▶ [Task requirements]: Please write out exactly the lines that begin at the line containing "Practice step: find every instance of the staircase" and run to the end of the records.

▶ [Available records]:
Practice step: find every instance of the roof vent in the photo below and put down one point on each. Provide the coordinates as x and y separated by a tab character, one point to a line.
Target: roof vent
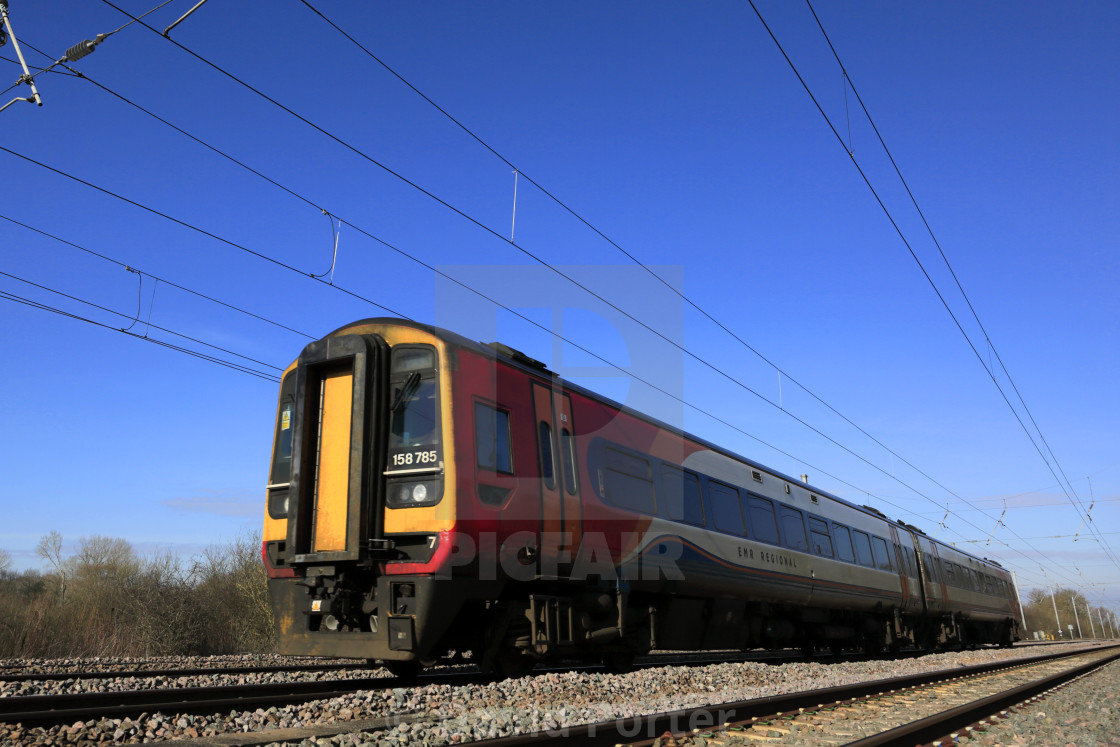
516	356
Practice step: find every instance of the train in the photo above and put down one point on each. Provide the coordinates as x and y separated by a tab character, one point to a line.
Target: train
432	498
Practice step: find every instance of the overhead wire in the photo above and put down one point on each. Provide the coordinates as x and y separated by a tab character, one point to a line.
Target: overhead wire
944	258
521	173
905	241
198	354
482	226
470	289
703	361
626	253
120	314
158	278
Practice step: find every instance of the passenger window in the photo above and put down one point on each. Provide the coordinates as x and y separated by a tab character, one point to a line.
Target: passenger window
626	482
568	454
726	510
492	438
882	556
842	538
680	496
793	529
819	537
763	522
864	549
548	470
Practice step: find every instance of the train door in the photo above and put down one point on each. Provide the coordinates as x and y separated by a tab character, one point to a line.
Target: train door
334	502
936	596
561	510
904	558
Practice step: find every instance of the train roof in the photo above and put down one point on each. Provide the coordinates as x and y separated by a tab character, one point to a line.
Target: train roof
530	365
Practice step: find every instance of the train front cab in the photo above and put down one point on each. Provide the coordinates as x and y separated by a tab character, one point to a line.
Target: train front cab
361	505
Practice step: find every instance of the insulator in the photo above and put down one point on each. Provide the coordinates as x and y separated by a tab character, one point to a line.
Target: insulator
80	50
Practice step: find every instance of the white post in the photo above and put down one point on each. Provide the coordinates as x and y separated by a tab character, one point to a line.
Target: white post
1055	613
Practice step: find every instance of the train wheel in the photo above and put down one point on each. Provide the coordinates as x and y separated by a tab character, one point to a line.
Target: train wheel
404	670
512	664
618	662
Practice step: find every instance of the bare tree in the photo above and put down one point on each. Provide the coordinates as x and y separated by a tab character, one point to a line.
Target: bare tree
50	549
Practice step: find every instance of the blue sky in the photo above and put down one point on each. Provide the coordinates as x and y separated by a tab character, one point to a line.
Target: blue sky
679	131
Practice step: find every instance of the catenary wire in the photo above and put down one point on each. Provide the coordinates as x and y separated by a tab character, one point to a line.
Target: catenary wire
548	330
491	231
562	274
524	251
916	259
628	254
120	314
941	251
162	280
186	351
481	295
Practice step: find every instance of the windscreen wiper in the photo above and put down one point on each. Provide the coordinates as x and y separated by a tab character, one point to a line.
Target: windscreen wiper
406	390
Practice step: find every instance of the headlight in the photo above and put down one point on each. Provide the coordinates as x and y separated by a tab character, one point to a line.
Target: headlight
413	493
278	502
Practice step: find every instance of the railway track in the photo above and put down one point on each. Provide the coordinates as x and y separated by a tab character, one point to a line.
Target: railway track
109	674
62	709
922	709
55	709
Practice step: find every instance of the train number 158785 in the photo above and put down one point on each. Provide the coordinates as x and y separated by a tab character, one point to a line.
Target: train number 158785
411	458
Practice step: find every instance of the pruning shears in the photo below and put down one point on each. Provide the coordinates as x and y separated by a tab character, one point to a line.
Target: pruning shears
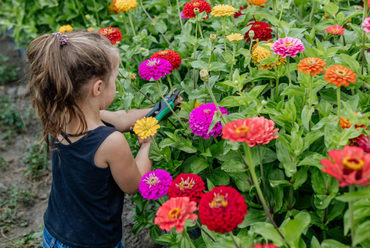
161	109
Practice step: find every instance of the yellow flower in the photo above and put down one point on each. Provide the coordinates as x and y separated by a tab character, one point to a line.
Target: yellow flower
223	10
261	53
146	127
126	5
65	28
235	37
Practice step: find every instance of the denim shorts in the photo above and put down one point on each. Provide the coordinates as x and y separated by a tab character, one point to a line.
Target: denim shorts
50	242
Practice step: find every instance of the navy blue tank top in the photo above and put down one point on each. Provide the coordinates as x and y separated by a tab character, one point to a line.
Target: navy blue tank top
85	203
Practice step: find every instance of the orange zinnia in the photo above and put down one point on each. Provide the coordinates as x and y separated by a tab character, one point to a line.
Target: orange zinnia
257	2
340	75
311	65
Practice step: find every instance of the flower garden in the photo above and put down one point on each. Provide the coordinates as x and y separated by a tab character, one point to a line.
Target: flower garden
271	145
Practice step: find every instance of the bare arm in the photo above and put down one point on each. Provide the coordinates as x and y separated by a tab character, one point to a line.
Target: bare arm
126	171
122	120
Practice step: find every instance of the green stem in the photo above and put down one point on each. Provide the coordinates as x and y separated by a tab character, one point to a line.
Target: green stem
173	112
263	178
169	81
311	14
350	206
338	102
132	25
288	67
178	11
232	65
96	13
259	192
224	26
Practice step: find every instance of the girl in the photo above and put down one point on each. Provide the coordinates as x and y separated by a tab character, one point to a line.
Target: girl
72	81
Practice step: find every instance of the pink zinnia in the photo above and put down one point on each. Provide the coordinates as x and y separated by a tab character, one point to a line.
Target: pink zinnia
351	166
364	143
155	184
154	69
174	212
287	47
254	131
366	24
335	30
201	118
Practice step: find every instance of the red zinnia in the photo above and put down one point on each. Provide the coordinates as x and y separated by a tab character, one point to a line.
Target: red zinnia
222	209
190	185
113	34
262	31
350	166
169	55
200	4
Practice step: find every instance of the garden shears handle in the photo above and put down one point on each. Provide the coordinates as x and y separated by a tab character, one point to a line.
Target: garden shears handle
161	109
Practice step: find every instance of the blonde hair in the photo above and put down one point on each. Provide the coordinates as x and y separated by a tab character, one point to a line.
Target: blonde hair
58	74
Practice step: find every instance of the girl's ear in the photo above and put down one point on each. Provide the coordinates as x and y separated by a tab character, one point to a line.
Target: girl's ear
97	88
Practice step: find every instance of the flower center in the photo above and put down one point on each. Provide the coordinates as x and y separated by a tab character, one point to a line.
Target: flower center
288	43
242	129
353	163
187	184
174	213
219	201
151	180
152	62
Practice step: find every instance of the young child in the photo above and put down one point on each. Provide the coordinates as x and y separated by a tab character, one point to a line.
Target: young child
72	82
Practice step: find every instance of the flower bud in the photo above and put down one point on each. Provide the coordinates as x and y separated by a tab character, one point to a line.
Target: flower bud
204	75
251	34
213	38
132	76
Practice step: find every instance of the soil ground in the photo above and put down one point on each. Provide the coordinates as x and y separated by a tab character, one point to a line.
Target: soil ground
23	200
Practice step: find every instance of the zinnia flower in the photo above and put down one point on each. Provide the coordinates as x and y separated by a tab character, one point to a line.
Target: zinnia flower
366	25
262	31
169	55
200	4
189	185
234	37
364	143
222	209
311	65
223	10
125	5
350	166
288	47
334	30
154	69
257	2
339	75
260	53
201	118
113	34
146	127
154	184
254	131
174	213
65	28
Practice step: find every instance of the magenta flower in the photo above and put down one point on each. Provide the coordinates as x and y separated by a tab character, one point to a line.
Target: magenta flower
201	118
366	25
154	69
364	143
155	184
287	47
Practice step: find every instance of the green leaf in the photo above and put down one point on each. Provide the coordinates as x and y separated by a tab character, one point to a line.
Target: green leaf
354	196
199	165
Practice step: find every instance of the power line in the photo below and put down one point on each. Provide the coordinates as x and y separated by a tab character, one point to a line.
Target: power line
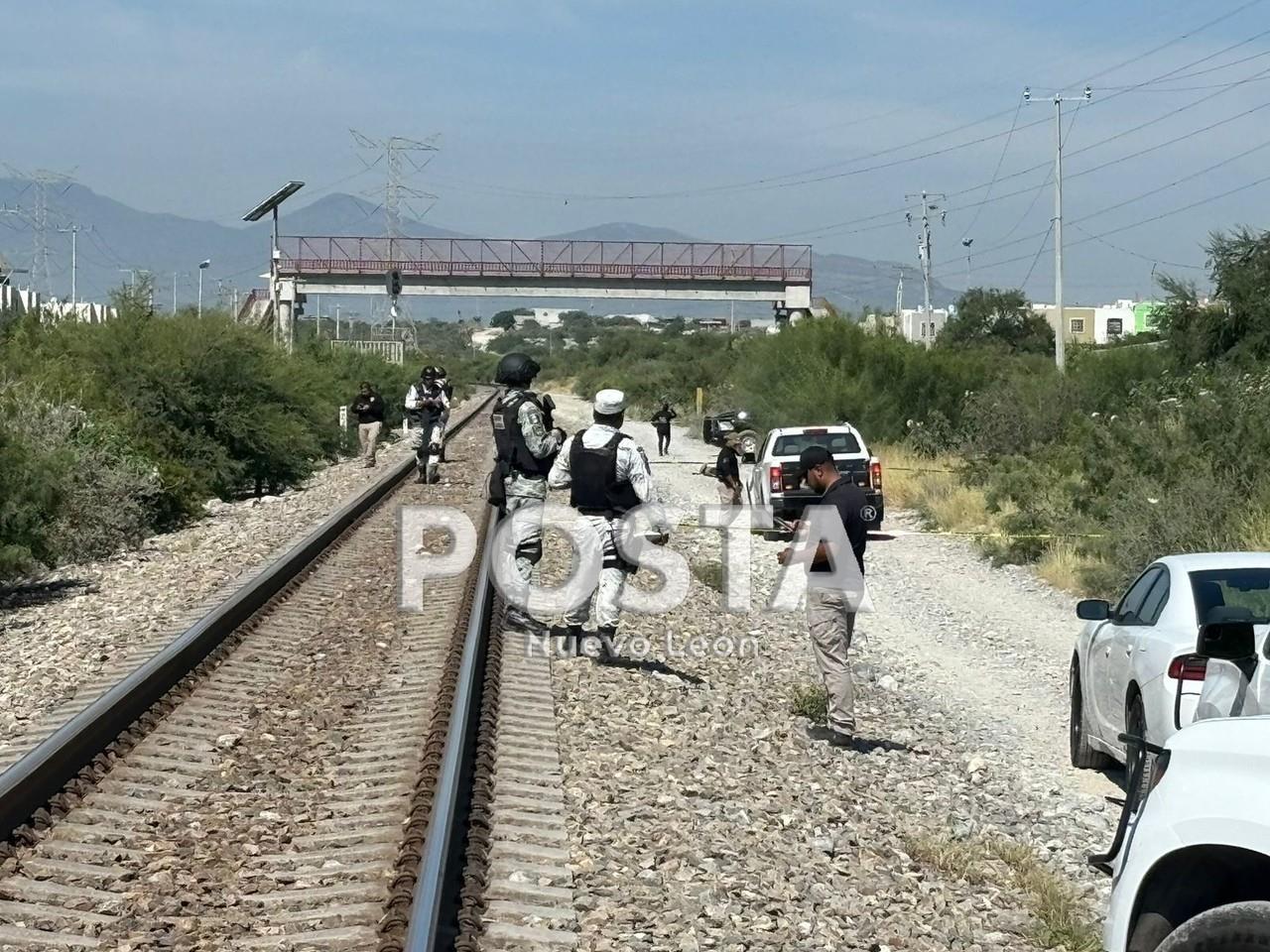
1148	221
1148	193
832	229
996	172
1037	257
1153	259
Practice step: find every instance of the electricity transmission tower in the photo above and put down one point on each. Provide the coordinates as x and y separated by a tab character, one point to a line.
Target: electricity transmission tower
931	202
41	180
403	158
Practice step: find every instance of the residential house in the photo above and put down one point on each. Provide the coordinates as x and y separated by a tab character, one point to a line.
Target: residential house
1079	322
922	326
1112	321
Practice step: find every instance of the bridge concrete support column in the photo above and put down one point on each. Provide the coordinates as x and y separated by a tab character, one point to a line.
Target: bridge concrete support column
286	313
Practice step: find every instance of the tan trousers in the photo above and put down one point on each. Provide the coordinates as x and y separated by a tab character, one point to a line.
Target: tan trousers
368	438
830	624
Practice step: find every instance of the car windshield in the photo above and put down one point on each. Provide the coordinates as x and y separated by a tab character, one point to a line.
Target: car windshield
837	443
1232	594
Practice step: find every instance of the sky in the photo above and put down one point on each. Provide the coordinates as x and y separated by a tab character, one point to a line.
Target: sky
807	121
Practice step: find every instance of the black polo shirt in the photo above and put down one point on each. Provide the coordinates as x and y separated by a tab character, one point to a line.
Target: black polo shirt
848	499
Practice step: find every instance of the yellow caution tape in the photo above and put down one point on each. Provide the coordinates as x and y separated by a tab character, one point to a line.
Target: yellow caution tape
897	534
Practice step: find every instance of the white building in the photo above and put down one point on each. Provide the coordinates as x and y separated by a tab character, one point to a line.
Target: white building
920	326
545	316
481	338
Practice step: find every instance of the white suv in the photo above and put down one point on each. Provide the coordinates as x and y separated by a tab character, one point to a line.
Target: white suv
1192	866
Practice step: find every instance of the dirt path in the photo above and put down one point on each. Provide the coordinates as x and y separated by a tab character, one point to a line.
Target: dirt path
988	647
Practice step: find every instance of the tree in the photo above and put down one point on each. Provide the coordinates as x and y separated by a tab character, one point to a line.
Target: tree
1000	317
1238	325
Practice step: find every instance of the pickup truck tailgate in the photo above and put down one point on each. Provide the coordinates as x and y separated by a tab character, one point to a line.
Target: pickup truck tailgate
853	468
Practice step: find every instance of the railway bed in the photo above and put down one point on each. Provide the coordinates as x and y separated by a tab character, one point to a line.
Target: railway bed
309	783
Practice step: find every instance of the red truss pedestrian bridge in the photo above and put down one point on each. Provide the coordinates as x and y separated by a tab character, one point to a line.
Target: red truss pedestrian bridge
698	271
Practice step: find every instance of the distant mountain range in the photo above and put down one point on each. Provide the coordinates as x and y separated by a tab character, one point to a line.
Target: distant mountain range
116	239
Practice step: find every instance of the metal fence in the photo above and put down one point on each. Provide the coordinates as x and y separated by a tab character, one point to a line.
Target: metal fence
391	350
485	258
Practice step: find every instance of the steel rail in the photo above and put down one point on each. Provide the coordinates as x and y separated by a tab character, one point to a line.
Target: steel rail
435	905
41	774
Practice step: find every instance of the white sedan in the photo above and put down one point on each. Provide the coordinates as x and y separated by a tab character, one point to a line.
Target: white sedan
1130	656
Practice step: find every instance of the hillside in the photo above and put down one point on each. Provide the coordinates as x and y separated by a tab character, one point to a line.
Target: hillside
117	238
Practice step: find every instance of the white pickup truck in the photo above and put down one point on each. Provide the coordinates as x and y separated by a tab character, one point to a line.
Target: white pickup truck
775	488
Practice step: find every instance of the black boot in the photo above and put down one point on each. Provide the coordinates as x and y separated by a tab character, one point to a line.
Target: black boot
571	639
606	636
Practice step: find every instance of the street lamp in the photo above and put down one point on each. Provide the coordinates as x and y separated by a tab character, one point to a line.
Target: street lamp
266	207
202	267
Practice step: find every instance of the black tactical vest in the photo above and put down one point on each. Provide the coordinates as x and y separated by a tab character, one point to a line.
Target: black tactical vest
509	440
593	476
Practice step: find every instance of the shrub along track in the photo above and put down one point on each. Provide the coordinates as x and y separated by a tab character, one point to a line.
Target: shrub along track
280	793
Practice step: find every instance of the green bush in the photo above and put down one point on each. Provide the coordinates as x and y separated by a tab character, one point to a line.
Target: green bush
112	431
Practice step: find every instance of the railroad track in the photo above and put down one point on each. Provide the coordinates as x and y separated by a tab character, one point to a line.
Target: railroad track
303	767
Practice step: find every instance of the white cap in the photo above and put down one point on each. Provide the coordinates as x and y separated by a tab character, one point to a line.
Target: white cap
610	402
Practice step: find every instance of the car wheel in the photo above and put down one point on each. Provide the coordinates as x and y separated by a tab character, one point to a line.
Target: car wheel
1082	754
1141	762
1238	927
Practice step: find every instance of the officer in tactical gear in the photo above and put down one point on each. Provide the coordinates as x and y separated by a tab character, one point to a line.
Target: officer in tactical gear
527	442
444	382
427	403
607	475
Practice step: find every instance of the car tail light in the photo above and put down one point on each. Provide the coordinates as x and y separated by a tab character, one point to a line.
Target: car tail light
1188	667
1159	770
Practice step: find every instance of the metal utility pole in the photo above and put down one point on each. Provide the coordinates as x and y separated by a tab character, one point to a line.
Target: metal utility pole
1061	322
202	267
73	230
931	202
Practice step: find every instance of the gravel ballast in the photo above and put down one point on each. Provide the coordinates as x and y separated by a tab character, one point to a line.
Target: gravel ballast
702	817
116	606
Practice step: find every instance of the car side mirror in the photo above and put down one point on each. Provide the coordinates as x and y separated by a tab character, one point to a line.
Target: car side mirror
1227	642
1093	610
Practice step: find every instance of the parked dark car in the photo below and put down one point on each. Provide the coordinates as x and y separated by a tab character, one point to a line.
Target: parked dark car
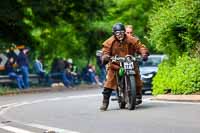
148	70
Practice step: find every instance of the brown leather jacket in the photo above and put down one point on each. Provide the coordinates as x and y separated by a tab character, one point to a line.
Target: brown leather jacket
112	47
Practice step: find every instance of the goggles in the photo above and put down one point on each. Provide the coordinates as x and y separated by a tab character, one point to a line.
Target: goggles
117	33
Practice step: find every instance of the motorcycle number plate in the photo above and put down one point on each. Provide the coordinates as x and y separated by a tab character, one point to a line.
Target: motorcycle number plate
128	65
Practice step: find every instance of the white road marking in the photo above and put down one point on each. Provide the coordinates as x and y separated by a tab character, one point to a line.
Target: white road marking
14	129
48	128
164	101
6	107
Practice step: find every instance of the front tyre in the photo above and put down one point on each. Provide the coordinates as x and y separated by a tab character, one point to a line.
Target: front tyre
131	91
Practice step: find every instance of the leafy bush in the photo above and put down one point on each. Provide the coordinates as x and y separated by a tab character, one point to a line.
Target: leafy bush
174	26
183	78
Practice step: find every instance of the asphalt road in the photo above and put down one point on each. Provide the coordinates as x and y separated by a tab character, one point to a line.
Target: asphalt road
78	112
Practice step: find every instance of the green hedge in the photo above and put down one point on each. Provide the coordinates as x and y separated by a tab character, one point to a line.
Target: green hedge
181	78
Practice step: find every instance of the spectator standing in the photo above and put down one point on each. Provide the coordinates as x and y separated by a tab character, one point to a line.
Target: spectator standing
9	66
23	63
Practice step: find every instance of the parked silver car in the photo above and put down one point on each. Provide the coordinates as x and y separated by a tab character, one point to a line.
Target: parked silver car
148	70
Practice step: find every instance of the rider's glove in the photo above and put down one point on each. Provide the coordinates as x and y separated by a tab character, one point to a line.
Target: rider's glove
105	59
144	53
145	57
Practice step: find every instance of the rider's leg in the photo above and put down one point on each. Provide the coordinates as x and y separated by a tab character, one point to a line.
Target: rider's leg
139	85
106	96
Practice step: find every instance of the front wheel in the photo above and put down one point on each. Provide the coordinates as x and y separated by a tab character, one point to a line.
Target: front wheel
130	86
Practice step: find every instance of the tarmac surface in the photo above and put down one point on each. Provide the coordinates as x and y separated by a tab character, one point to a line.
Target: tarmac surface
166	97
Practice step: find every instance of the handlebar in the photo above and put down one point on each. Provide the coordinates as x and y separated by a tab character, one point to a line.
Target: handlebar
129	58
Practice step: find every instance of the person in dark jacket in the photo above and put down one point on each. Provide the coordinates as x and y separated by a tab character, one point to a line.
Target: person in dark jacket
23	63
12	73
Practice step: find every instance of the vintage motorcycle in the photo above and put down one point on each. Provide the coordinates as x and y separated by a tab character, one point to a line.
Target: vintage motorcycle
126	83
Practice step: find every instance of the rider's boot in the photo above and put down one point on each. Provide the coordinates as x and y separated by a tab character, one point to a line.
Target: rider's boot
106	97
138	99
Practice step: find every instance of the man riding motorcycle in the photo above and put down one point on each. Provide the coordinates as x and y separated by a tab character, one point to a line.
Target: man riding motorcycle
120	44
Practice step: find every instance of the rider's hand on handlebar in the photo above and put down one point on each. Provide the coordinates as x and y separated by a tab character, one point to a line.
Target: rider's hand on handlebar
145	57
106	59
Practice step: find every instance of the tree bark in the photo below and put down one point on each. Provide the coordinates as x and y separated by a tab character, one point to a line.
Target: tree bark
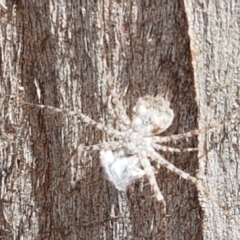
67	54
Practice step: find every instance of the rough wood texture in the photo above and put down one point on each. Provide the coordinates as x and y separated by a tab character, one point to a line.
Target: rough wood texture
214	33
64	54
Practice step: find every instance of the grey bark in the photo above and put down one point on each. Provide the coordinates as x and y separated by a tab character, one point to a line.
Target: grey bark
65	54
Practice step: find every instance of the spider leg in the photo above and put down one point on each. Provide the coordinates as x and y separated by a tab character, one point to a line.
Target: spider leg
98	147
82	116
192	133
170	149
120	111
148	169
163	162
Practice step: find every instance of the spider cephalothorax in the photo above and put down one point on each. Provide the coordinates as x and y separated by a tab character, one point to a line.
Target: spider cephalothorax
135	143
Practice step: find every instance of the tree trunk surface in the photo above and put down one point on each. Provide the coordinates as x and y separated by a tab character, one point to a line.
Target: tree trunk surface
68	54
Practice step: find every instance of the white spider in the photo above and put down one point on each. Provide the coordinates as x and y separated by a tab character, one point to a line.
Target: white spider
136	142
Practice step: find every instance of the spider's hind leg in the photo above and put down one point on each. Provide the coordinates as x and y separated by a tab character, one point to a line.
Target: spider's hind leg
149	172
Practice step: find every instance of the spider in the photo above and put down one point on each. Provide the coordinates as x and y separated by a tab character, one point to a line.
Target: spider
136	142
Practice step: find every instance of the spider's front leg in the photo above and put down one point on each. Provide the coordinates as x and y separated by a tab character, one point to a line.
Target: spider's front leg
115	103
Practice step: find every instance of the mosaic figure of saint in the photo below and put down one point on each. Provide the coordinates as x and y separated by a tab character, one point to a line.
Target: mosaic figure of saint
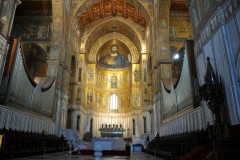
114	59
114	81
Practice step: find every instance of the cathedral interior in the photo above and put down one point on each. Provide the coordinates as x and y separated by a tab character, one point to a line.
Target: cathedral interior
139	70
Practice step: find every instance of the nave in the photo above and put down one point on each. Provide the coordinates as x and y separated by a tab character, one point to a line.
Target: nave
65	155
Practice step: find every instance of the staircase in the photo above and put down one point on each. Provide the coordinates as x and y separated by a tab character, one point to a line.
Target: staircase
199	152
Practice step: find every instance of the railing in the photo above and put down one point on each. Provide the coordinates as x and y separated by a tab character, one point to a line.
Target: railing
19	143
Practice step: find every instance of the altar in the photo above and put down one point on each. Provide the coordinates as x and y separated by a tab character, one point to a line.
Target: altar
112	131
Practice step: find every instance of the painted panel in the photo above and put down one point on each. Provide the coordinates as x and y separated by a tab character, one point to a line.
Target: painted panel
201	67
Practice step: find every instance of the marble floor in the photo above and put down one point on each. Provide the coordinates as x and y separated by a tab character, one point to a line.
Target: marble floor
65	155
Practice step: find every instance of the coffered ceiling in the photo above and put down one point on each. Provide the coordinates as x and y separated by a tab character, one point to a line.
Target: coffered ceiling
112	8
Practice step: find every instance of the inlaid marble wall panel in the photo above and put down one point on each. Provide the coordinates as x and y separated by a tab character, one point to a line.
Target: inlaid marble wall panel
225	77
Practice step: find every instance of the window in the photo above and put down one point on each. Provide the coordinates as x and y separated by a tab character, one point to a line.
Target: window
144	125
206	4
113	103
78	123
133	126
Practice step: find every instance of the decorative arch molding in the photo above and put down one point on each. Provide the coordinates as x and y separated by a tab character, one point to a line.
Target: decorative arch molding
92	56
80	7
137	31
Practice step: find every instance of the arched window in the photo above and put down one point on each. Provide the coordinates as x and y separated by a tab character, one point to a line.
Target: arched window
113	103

▶ [In response]:
Practice step: find every instance of the staircase in the photo above and put down one point on each. Provide the coordinates as x and y separated by a tab character, one point to a line.
Target: staircase
199	152
Practice step: find every instance of the railing in the photo above and put down one point on each. Provide the coordinates as x and y separated by a tab character, one point to a line.
Target: railing
19	143
Practice step: find every instance of the altar in the photo above and put down one point on each. Provide the coordinates as x and y separated by a tab character, one point to a line.
Target: altar
112	131
Practice step: find every instance of the painted panel in the photo above and put down one point on each. Provide the coordinates as x and y separated by a tab character, one point to a line.
Target: painted panel
201	67
Practice step: find every instance of the marble floor in the photo above and put down one point on each. Provide the coordinates as x and y separated by a tab character, one point to a line.
Target: marble floor
65	155
Practice step: find every instance of the coffered ceiling in the photo above and put down one point on each. Provide the coordinates as x and y separated by a tab character, one point to a line.
Target: coffered ceiling
112	8
Practice step: find every instance of the inlaid marble wall panel in the photo above and put down one point on each. Provide the coordinates as x and y separated by a tab character, one point to a line.
Target: inlaid marble wall panel
225	77
Practice step: find every instance of the window in the photo above and put down one point on each. Provide the coordinates as x and y separated by a tab character, one point to a line.
Target: window
144	125
206	4
113	103
78	123
133	126
Practice step: find every instance of the decorative arch molding in the photo above and put down one point on each. Provide the coordinates as x and y separated by a tab character, one point to a line.
Target: decorative arch molding
92	56
80	7
137	31
Practice step: find every instance of the arched window in the photo above and put down one point on each. Provide the coordinates as x and y separated by a tab character, one point to a line.
Target: arched window
113	103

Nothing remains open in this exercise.